→ Short problem:
In the passage on early man, list every race that anthropologists have established, with the country where the cavern it is named after lies.

→ Page excerpt:
———

In such Quaternary gravels and caverns mingled with the bones of numerous extinct species of animals, such as the mammoth, the woolly rhinoceros, and the cave-bear and others, human bones have been discovered, although comparatively rarely, while the implements and objects of man's fabrication are found in large quantities. They are, however, all made of stone, or of the horns and bones of animals. Such human remains as have been discovered show man at this earliest epoch to have been possessed of a cranial development quite equal to the average now. Already the anthropologists have been able to establish the existence of at least three different races, named, from the localities in which the skulls have been discovered, the races of Canstadt, of Cro-Magnon, and of Furfooz—caverns situated respectively in Germany, in France, and in Belgium. But implements and weapons of undoubted human workmanship are as good proof of man's existence as his actual bones; nor is the scarcity of these latter limited to Quaternary times. None were found, for example, when the great Haarlaem Lake was drained, although many a bloody sea-fight had taken place on its broad bosom.

Nor is it in rare and special localities alone that traces of early man have been found. They are met with in England, in France, in Belgium, in Switzerland, in Germany, in Italy, in Spain and Portugal, and in southern India; and in the winter of 1878 I was fortunate enough to discover them in Upper Egypt, where hitherto their occurrence has been either denied or doubted. Our own continent, too, seems to be not wanting in them, as within the past few years they appear to have been discovered by Dr. Abbott in the glacial drift of the valley of the Delaware. The field is vast and the laborers have been few, but their numbers are rapidly increasing; and, as extended research has been constantly rewarded by repeated discovery, we have every reason to expect that there are most important results yet to be reached, both on this continent and in the almost unexplored regions of Asia, the acknowledged cradle of the human race, where thus far only slight traces of early man have been met with.

———

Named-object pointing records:

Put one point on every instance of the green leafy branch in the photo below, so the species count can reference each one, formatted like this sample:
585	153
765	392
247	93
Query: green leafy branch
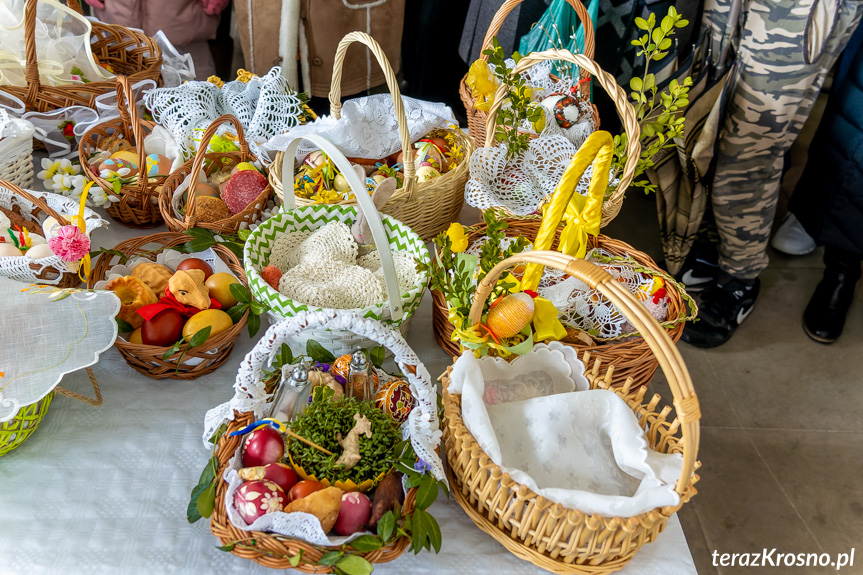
203	239
659	115
516	108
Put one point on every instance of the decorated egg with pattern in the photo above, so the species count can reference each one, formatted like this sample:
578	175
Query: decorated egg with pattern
254	499
396	400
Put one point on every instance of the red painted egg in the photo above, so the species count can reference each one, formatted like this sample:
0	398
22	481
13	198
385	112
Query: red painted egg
164	329
396	400
262	446
254	499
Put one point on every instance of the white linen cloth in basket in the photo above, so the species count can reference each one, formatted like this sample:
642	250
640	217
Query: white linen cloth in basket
582	449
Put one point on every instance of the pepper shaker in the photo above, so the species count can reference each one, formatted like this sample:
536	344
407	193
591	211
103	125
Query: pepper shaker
360	377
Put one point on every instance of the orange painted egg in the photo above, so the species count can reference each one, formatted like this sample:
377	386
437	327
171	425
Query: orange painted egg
510	315
396	400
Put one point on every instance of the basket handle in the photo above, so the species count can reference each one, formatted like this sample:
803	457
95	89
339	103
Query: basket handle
410	182
583	16
611	206
36	200
129	115
200	156
31	70
364	204
685	400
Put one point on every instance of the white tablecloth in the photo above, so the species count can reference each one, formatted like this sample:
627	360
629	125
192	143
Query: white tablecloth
105	489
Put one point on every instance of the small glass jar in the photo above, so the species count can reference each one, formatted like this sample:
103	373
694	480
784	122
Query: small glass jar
360	378
292	398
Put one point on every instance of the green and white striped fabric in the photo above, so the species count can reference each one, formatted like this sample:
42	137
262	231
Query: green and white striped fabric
258	246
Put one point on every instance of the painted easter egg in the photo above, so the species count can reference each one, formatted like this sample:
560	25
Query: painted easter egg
158	165
396	400
510	315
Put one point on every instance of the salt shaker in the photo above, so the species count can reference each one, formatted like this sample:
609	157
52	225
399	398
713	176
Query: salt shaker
293	395
360	381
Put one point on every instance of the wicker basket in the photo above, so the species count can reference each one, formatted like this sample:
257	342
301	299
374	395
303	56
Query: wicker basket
137	204
128	52
16	165
36	207
427	207
630	359
549	535
16	431
476	119
612	203
273	550
218	161
385	230
147	359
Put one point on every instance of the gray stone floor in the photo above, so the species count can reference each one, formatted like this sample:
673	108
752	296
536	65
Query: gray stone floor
781	432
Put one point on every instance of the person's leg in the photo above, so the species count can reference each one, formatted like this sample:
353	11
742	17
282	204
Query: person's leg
782	68
825	315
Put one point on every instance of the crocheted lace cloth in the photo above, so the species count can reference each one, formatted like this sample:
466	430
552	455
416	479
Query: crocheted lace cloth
584	308
18	268
422	425
322	269
368	127
265	106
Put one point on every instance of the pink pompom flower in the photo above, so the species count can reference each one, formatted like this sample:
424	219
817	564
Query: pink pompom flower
70	244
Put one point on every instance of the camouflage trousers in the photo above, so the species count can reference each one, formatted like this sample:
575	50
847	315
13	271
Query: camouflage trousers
786	48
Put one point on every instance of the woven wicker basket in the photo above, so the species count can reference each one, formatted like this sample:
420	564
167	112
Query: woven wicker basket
16	154
36	207
128	52
147	359
218	161
385	230
16	431
630	359
427	207
547	534
138	201
272	550
611	204
476	119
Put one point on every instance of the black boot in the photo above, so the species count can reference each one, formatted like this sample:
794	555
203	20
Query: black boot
825	315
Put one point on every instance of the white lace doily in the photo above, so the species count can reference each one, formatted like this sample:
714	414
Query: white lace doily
266	106
18	268
368	127
44	340
519	184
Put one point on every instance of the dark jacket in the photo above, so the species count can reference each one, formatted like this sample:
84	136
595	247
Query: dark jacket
828	199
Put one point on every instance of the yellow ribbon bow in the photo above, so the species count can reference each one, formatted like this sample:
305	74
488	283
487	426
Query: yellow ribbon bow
582	214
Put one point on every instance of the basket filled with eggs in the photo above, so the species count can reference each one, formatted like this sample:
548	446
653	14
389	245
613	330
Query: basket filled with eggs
221	191
576	500
337	257
114	155
322	463
479	84
39	242
181	313
552	306
431	168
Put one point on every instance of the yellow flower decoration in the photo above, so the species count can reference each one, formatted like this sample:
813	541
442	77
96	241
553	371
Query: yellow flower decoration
456	236
482	84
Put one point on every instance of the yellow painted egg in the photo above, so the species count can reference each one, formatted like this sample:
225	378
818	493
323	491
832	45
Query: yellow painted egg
510	315
396	400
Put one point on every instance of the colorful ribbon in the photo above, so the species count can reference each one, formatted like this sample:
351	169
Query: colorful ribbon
582	214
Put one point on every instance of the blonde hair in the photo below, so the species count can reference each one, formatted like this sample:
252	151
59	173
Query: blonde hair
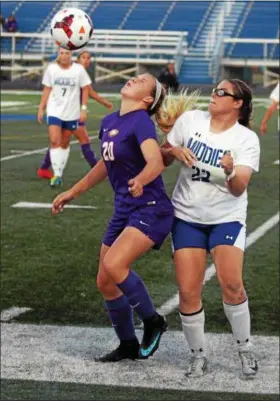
173	107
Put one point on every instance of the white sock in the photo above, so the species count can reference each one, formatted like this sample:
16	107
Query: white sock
65	156
56	155
239	318
193	328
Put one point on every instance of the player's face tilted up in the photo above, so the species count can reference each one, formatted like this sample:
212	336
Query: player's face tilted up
142	218
63	81
219	154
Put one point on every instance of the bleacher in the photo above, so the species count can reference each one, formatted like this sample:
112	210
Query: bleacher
109	14
186	16
262	22
7	8
148	15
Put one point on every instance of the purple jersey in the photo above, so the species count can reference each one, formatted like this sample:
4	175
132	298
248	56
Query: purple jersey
121	138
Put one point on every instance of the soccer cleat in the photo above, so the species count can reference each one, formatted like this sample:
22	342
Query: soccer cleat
128	349
44	173
249	364
55	181
197	366
153	329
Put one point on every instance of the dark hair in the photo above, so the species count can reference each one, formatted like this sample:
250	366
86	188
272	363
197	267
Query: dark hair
159	103
243	92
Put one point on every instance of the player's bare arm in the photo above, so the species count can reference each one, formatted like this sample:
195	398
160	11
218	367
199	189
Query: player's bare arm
182	154
238	177
270	111
94	177
151	171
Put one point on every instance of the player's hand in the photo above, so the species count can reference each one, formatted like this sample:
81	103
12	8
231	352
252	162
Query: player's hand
83	116
135	187
227	163
109	105
60	201
40	116
184	155
263	128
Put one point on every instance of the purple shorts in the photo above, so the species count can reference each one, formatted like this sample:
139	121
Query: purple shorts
155	221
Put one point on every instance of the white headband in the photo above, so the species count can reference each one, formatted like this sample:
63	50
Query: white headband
158	93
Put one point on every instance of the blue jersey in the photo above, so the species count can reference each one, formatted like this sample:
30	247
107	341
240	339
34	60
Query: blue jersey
121	138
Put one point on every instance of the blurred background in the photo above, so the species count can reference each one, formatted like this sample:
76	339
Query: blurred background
204	40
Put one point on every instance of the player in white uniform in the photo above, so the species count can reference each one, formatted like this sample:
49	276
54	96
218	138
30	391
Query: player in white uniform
63	80
274	96
219	153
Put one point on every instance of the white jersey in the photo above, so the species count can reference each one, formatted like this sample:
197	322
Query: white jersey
64	101
200	194
275	94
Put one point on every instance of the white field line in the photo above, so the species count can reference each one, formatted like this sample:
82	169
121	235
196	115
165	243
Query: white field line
171	304
16	108
66	354
37	151
11	313
17	151
38	205
10	103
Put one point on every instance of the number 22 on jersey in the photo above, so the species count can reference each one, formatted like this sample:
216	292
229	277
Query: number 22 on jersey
108	151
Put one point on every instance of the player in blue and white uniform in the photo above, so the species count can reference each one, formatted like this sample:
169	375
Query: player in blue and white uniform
62	82
274	97
131	159
219	153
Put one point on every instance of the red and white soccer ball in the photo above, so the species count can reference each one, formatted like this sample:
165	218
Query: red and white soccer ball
71	28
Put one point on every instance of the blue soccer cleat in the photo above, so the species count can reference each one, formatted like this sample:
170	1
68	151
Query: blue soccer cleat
154	327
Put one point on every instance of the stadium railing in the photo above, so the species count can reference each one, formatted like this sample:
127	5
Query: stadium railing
109	48
219	60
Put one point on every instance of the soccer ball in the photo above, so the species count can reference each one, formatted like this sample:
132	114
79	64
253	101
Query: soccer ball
71	28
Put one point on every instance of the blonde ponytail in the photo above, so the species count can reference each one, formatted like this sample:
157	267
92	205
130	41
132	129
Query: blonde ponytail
173	107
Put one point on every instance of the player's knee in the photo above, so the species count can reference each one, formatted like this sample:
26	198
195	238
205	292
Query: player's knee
109	266
103	284
189	296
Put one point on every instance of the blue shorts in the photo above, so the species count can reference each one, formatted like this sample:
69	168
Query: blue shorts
69	125
155	221
207	236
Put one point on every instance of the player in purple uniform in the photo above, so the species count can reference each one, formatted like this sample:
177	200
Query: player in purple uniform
84	58
143	213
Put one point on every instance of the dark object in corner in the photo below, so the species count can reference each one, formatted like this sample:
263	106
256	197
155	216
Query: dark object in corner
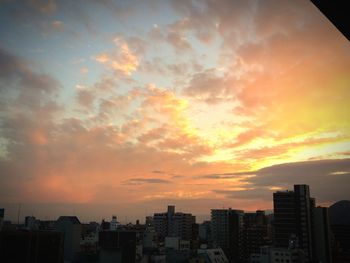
338	12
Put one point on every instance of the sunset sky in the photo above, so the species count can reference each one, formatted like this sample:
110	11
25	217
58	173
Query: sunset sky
123	107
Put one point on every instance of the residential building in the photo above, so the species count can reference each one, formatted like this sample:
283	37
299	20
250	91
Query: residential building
227	227
173	224
71	228
293	212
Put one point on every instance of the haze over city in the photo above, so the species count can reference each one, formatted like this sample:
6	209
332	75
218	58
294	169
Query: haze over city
123	107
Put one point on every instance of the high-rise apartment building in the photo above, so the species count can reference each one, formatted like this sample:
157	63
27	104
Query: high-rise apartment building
227	227
255	233
174	224
295	215
321	233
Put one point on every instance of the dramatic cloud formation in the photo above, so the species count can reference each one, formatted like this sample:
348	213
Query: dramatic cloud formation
121	106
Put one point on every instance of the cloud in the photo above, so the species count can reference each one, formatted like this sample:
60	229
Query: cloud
122	61
44	6
328	180
226	175
138	181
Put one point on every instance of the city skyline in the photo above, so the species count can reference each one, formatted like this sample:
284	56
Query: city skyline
124	107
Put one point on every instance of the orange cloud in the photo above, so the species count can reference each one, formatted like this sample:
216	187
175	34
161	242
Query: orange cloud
123	60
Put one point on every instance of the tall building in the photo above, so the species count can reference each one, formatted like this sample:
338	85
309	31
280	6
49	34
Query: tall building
293	215
255	233
340	225
71	228
2	213
227	227
117	246
174	224
321	233
31	246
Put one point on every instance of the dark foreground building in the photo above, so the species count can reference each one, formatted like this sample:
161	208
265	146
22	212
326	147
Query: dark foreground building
31	247
117	246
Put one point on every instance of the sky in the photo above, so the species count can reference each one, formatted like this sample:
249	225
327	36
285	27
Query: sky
123	107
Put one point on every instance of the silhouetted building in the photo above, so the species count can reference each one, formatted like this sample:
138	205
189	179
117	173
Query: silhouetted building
339	214
117	246
269	254
227	227
254	234
31	223
71	228
321	235
293	216
173	224
2	215
31	246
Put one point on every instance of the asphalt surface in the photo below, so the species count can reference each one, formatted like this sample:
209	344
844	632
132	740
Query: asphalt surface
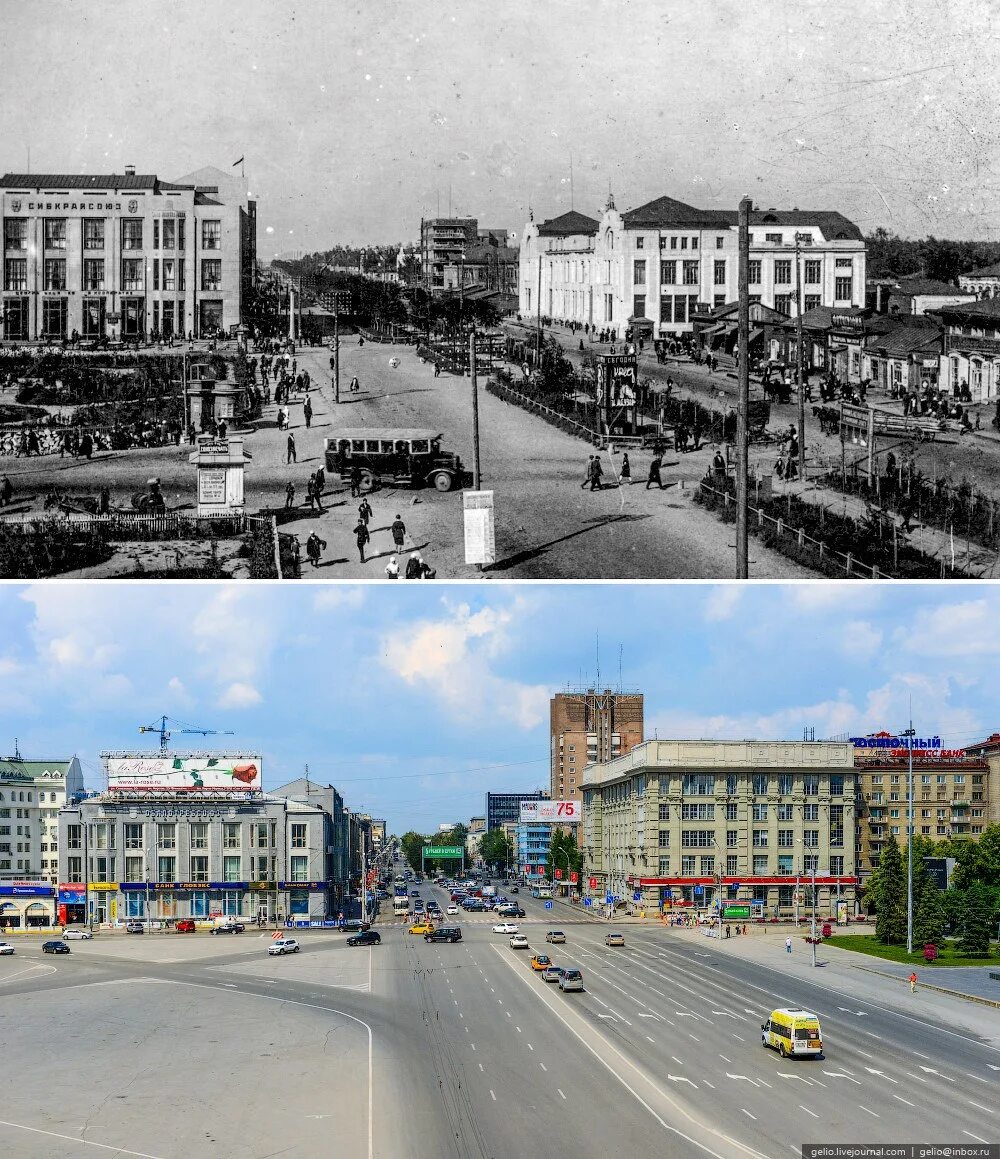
176	1045
547	525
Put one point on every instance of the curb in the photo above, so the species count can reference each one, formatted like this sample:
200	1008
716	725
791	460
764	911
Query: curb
927	985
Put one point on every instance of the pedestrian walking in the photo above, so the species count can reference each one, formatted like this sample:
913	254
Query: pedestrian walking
362	537
626	469
596	472
315	548
399	530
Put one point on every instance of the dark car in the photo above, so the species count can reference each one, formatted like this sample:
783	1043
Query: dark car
365	938
445	933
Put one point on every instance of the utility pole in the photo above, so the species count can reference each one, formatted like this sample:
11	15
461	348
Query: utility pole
476	475
910	734
538	332
336	357
798	239
743	396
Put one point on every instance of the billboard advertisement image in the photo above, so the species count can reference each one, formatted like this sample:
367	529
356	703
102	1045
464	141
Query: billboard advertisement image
550	813
184	774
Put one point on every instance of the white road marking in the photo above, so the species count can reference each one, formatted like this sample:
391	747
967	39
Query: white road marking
86	1143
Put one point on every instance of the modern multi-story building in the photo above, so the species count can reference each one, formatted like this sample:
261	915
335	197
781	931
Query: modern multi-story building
656	265
588	726
31	794
444	241
503	808
190	836
124	255
688	823
951	793
532	845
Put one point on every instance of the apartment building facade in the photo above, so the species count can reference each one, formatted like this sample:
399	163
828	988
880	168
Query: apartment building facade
693	825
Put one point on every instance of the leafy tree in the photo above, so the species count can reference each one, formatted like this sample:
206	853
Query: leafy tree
928	906
888	889
976	921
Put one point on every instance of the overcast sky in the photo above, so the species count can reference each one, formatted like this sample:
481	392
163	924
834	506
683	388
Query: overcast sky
416	699
356	118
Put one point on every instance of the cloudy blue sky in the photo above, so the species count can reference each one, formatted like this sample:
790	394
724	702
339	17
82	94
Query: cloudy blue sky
415	699
357	117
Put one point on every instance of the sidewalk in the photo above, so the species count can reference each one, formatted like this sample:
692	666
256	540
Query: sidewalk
869	979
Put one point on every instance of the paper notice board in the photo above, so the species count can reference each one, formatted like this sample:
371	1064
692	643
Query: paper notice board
479	526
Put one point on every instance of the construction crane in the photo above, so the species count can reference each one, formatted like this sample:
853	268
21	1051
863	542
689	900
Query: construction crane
165	733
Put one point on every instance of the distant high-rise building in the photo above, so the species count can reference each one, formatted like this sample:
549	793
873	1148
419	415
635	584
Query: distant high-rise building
586	726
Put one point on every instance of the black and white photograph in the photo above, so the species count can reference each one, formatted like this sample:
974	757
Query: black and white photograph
664	339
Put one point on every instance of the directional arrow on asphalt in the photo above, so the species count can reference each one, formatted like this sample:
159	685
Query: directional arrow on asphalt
929	1070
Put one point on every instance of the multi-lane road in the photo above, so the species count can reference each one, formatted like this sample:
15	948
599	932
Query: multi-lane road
190	1045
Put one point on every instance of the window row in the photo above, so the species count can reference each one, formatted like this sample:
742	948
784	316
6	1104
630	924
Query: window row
168	233
167	274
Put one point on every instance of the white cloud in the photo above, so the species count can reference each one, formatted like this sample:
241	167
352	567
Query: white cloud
450	657
336	596
722	602
970	628
239	694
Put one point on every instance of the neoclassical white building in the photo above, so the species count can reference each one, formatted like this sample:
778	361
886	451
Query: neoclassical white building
666	261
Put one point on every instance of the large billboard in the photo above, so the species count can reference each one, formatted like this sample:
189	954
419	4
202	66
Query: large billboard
552	813
183	774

———

→ Task answer:
- Canstadt, Germany
- Cro-Magnon, France
- Furfooz, Belgium